**Task brief**: Give back exactly the lines of the data below, starting with the line that has "Annotate every chrome shower arm" and going on through the line that has "Annotate every wall flange".

═════ Input records ═════

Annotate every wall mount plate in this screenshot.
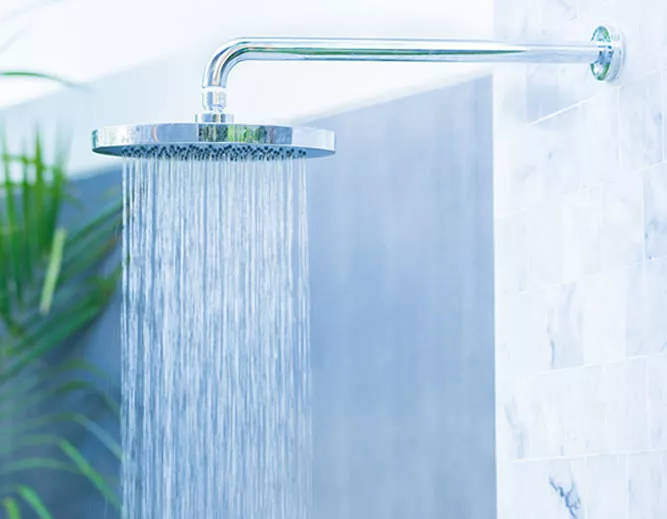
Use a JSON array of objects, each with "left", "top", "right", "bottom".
[{"left": 590, "top": 25, "right": 623, "bottom": 81}]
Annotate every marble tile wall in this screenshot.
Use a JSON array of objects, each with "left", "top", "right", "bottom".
[{"left": 494, "top": 0, "right": 667, "bottom": 516}]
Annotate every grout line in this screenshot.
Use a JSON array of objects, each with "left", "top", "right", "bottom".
[
  {"left": 661, "top": 71, "right": 666, "bottom": 165},
  {"left": 493, "top": 160, "right": 667, "bottom": 222},
  {"left": 527, "top": 97, "right": 590, "bottom": 127},
  {"left": 645, "top": 357, "right": 651, "bottom": 452},
  {"left": 602, "top": 361, "right": 609, "bottom": 458},
  {"left": 640, "top": 168, "right": 648, "bottom": 264},
  {"left": 496, "top": 350, "right": 665, "bottom": 385},
  {"left": 508, "top": 447, "right": 667, "bottom": 464},
  {"left": 584, "top": 453, "right": 589, "bottom": 519},
  {"left": 616, "top": 84, "right": 625, "bottom": 178},
  {"left": 495, "top": 232, "right": 667, "bottom": 300},
  {"left": 625, "top": 452, "right": 630, "bottom": 519}
]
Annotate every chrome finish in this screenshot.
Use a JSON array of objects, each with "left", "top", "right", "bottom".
[
  {"left": 194, "top": 111, "right": 235, "bottom": 123},
  {"left": 199, "top": 25, "right": 624, "bottom": 116},
  {"left": 92, "top": 123, "right": 335, "bottom": 159},
  {"left": 91, "top": 25, "right": 623, "bottom": 162},
  {"left": 590, "top": 26, "right": 623, "bottom": 81}
]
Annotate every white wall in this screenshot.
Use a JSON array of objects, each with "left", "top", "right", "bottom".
[
  {"left": 1, "top": 0, "right": 493, "bottom": 106},
  {"left": 0, "top": 0, "right": 493, "bottom": 174}
]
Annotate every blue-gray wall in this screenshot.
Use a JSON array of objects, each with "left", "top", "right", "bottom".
[
  {"left": 50, "top": 169, "right": 123, "bottom": 519},
  {"left": 308, "top": 76, "right": 495, "bottom": 518},
  {"left": 45, "top": 75, "right": 495, "bottom": 517}
]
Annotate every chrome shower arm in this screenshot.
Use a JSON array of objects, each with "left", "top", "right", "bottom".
[{"left": 198, "top": 27, "right": 622, "bottom": 120}]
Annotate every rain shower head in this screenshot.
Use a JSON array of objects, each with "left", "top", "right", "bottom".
[
  {"left": 91, "top": 26, "right": 622, "bottom": 161},
  {"left": 92, "top": 123, "right": 336, "bottom": 160}
]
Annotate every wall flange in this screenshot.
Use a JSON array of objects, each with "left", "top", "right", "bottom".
[{"left": 590, "top": 25, "right": 623, "bottom": 81}]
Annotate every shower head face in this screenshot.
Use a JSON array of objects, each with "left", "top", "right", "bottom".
[{"left": 92, "top": 123, "right": 335, "bottom": 160}]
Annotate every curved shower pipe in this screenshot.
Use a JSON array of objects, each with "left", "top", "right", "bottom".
[{"left": 195, "top": 26, "right": 623, "bottom": 123}]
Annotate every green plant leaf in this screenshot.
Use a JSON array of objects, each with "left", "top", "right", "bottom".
[
  {"left": 44, "top": 156, "right": 66, "bottom": 258},
  {"left": 0, "top": 71, "right": 77, "bottom": 89},
  {"left": 1, "top": 412, "right": 112, "bottom": 441},
  {"left": 0, "top": 487, "right": 53, "bottom": 519},
  {"left": 61, "top": 201, "right": 121, "bottom": 256},
  {"left": 1, "top": 133, "right": 23, "bottom": 307},
  {"left": 2, "top": 297, "right": 103, "bottom": 382},
  {"left": 2, "top": 496, "right": 21, "bottom": 519},
  {"left": 0, "top": 125, "right": 121, "bottom": 513},
  {"left": 0, "top": 458, "right": 79, "bottom": 475},
  {"left": 0, "top": 213, "right": 10, "bottom": 326},
  {"left": 16, "top": 487, "right": 53, "bottom": 519},
  {"left": 58, "top": 438, "right": 120, "bottom": 508},
  {"left": 33, "top": 129, "right": 45, "bottom": 253},
  {"left": 0, "top": 439, "right": 120, "bottom": 510},
  {"left": 20, "top": 141, "right": 34, "bottom": 289},
  {"left": 0, "top": 428, "right": 121, "bottom": 468},
  {"left": 0, "top": 380, "right": 118, "bottom": 423},
  {"left": 72, "top": 415, "right": 122, "bottom": 459},
  {"left": 0, "top": 412, "right": 122, "bottom": 456},
  {"left": 0, "top": 358, "right": 118, "bottom": 406},
  {"left": 39, "top": 227, "right": 66, "bottom": 314}
]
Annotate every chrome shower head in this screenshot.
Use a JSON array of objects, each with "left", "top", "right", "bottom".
[
  {"left": 92, "top": 27, "right": 623, "bottom": 161},
  {"left": 92, "top": 123, "right": 336, "bottom": 160}
]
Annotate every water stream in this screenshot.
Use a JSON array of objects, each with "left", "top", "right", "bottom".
[{"left": 121, "top": 157, "right": 312, "bottom": 518}]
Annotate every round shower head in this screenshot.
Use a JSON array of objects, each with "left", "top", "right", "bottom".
[{"left": 92, "top": 123, "right": 336, "bottom": 160}]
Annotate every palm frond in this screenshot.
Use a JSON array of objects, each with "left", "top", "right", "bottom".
[
  {"left": 0, "top": 71, "right": 78, "bottom": 89},
  {"left": 0, "top": 130, "right": 122, "bottom": 517}
]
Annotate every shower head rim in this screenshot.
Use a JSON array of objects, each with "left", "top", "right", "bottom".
[{"left": 92, "top": 122, "right": 336, "bottom": 159}]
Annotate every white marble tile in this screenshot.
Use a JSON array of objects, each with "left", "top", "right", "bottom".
[
  {"left": 618, "top": 74, "right": 663, "bottom": 174},
  {"left": 496, "top": 464, "right": 513, "bottom": 519},
  {"left": 533, "top": 374, "right": 567, "bottom": 458},
  {"left": 498, "top": 377, "right": 557, "bottom": 460},
  {"left": 495, "top": 212, "right": 528, "bottom": 294},
  {"left": 545, "top": 282, "right": 584, "bottom": 369},
  {"left": 495, "top": 0, "right": 667, "bottom": 514},
  {"left": 496, "top": 290, "right": 551, "bottom": 379},
  {"left": 562, "top": 188, "right": 602, "bottom": 282},
  {"left": 581, "top": 267, "right": 630, "bottom": 365},
  {"left": 643, "top": 163, "right": 667, "bottom": 260},
  {"left": 526, "top": 64, "right": 594, "bottom": 123},
  {"left": 494, "top": 114, "right": 525, "bottom": 217},
  {"left": 494, "top": 0, "right": 543, "bottom": 40},
  {"left": 535, "top": 106, "right": 584, "bottom": 199},
  {"left": 627, "top": 259, "right": 667, "bottom": 356},
  {"left": 602, "top": 359, "right": 648, "bottom": 452},
  {"left": 496, "top": 379, "right": 531, "bottom": 461},
  {"left": 546, "top": 459, "right": 587, "bottom": 519},
  {"left": 580, "top": 88, "right": 621, "bottom": 187},
  {"left": 526, "top": 203, "right": 563, "bottom": 289},
  {"left": 629, "top": 451, "right": 667, "bottom": 519},
  {"left": 499, "top": 368, "right": 604, "bottom": 460},
  {"left": 587, "top": 455, "right": 628, "bottom": 519},
  {"left": 602, "top": 179, "right": 643, "bottom": 268},
  {"left": 505, "top": 459, "right": 587, "bottom": 519},
  {"left": 647, "top": 355, "right": 667, "bottom": 449},
  {"left": 525, "top": 17, "right": 597, "bottom": 108},
  {"left": 559, "top": 367, "right": 605, "bottom": 456},
  {"left": 663, "top": 71, "right": 667, "bottom": 161},
  {"left": 506, "top": 124, "right": 549, "bottom": 210},
  {"left": 539, "top": 0, "right": 576, "bottom": 35},
  {"left": 494, "top": 65, "right": 529, "bottom": 126}
]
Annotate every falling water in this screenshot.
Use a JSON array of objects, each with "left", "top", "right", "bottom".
[{"left": 121, "top": 155, "right": 312, "bottom": 518}]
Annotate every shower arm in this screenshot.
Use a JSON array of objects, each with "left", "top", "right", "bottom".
[{"left": 196, "top": 26, "right": 623, "bottom": 122}]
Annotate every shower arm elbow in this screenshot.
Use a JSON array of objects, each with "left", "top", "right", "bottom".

═════

**Output for this task**:
Annotate every chrome shower arm in this screenshot.
Use a JSON array of objects, each with "left", "top", "right", "bottom".
[{"left": 198, "top": 27, "right": 622, "bottom": 120}]
Annotate every rain shower head in this screenshot.
Use a JSON array of objects, each with "left", "top", "right", "bottom".
[
  {"left": 91, "top": 26, "right": 622, "bottom": 161},
  {"left": 92, "top": 123, "right": 336, "bottom": 160}
]
Annotate every wall flange in this screenshot.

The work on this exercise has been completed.